- **Source document**:
= Beginning of Section =

Bringing Your Whole Shelf to Work (And Other Lessons in Mass Self-isolation)

The team at The Unmistakables hosted our first Nicerlation session on Google Hangout at lunchtime yesterday, giving lots of different people living through mass self-isolation a chance to get together and have a chat from anywhere in the world.

It goes without saying that many of us are having a really tough time right now – be it in our personal or professional lives – but we were interested in discussing whether being forced into our homes actually offered any benefits to the people on the call.


Ben Brooks-Dutton’s whole shelf - Nicerlation in full swing

Here were some of the observations we discussed:

1. Making remote eye contact

Ironically, given so many of us have never worked so far away from each other before, remote video meetings are allowing us to focus on many people at the same time. In a large meeting room – or even sitting around a small table – you can’t actually look at everyone at the same time. Services like Zoom and Google Hangouts are offering a different kind of togetherness and collaboration that once may have felt like a poor relation to ‘in person’ meetings. Many of us are now seeing the tangible benefits of this way of working.

2. Bringing your whole shelf to work

Video-calling from our homes gives our colleagues a different level of intimacy than they are perhaps used to experiencing in shared office environments. There has been lots of talk over recent years about ‘bringing your whole self to work’ but this is suddenly being magnified by being together at this intersection of our professional and personal lives. We’re no longer just bringing our whole self to work, we’re being our own shelf, too. It was noted that some of us have also enjoyed a little interiors curation and window dressing along the way (or should that be ‘Windows dressing’?)

3. Flexible working on speed

Organisations that were prepared for flexible and remote working are, in many cases, dealing well with the challenges of their colleagues being physically distanced. Others are seeing a rapid acceleration of policies that they had perhaps been left collecting dust. We are now having to configure society as networks and not as machines, which is probably making this era the most progressive shift in the way we work since the Industrial Revolution.

= End of Section =

- **Data for analysis**:
= Beginning of Section =

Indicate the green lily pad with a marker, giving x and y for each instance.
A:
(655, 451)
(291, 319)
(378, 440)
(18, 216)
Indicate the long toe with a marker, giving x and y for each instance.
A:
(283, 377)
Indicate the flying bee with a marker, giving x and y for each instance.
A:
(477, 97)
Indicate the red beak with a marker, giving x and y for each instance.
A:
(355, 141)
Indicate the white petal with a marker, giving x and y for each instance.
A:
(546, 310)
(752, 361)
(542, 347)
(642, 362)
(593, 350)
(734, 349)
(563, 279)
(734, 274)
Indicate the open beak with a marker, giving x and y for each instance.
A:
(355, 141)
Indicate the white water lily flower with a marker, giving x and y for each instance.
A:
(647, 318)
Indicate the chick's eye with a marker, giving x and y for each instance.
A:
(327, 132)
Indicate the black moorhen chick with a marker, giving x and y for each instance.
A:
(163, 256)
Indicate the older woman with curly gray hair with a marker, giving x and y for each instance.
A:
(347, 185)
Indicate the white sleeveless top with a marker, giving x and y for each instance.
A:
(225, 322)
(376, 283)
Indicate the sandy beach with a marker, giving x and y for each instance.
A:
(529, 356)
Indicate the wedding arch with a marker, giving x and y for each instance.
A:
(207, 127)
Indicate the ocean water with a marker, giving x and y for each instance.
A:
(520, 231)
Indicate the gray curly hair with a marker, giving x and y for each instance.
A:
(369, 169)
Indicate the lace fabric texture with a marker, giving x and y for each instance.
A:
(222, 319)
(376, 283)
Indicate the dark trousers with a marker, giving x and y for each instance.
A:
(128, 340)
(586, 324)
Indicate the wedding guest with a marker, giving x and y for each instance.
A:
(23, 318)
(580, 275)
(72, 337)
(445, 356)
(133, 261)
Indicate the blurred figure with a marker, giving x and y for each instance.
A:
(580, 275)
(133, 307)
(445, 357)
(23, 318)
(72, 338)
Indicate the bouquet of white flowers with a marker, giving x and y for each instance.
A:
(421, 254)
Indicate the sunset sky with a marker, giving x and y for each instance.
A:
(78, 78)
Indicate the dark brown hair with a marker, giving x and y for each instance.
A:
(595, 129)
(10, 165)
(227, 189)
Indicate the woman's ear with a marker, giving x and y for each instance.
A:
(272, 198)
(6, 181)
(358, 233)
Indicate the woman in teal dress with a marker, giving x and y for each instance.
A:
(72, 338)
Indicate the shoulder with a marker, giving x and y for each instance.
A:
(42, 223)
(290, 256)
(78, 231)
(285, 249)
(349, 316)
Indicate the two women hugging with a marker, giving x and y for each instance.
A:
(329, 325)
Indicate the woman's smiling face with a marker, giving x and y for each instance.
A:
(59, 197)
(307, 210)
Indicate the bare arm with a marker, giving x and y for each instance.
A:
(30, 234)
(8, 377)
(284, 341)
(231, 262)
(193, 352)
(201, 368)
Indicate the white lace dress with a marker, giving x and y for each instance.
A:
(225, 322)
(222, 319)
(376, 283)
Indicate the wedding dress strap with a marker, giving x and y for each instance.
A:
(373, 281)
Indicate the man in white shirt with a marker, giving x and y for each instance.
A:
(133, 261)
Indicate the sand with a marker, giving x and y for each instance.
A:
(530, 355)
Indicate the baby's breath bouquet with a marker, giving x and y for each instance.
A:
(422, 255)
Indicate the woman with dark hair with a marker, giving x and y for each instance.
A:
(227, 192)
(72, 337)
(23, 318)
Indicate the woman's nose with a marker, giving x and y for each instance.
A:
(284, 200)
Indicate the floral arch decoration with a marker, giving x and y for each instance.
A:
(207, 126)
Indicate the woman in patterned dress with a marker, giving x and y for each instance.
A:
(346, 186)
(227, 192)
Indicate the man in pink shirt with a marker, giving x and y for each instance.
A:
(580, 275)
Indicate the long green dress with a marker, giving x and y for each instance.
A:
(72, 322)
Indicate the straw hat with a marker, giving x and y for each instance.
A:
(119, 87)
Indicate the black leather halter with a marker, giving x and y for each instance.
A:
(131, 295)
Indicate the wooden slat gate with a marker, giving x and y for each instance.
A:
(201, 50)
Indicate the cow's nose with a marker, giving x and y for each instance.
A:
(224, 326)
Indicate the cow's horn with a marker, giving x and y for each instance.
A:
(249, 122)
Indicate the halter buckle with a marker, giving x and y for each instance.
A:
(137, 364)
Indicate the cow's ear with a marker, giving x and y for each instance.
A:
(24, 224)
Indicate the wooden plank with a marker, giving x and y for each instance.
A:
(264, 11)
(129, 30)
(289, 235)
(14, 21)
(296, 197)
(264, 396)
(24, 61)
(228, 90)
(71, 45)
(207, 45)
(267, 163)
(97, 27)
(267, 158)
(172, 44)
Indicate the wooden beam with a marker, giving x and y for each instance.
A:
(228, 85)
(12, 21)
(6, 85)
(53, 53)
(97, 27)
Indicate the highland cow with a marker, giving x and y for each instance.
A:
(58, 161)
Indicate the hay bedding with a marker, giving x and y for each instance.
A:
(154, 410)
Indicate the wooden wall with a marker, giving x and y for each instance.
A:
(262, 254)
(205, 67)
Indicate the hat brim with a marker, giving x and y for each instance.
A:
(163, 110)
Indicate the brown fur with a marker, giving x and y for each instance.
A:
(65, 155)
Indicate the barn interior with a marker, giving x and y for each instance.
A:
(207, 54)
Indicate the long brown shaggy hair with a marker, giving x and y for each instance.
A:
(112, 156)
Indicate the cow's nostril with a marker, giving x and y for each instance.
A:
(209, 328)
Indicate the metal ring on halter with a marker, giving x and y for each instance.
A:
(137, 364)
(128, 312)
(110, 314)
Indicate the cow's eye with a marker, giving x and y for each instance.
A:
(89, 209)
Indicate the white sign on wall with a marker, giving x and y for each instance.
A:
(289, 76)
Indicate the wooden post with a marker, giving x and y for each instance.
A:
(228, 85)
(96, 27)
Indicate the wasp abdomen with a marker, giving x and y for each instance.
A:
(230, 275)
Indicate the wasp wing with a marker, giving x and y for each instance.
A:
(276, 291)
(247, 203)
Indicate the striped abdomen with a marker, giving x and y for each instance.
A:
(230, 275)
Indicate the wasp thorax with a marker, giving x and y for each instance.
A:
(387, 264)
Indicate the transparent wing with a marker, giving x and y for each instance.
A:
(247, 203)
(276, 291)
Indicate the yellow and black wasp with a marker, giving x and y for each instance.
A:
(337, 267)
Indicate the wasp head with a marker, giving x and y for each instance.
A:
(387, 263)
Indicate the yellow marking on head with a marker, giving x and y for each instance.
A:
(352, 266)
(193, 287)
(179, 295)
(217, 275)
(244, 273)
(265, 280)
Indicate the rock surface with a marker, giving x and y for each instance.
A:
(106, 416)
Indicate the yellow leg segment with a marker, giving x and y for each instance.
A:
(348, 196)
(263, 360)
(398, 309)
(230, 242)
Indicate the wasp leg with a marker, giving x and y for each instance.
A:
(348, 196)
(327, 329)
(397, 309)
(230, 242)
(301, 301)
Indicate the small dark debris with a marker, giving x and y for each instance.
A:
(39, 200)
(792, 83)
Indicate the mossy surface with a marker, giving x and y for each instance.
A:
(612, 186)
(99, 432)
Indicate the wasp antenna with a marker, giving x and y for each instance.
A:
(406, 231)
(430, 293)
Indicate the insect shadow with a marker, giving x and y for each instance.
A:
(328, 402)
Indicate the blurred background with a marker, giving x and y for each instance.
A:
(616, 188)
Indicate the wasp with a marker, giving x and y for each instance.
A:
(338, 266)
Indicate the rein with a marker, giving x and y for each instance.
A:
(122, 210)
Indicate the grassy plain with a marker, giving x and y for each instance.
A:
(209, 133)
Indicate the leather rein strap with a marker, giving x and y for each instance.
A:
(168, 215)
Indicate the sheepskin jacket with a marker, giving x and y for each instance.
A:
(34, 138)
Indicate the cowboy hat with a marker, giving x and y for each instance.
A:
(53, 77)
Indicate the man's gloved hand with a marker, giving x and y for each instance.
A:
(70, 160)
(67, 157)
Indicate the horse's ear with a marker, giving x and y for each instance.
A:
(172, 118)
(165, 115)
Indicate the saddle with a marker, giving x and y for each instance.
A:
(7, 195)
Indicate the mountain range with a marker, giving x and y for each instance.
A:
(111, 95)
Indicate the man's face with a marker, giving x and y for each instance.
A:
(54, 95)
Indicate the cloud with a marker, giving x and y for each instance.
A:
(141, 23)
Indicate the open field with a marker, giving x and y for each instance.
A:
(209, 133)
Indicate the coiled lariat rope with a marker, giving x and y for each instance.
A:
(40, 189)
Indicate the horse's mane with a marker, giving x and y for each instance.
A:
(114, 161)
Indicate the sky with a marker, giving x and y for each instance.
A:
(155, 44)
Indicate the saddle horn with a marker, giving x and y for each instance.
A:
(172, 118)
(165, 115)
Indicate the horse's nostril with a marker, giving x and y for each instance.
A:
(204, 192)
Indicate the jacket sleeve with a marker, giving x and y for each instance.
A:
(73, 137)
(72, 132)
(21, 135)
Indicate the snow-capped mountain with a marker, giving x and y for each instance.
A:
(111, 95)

= End of Section =

- **What this task involves**: In the self-isolation piece, rewrite the stretch from "3. Flexible working" through "the Industrial Revolution.", swapping "challenges" for "difficulties".

- **Your solution**:
3. Flexible working on speed

Organisations that were prepared for flexible and remote working are, in many cases, dealing well with the difficulties of their colleagues being physically distanced. Others are seeing a rapid acceleration of policies that they had perhaps been left collecting dust. We are now having to configure society as networks and not as machines, which is probably making this era the most progressive shift in the way we work since the Industrial Revolution.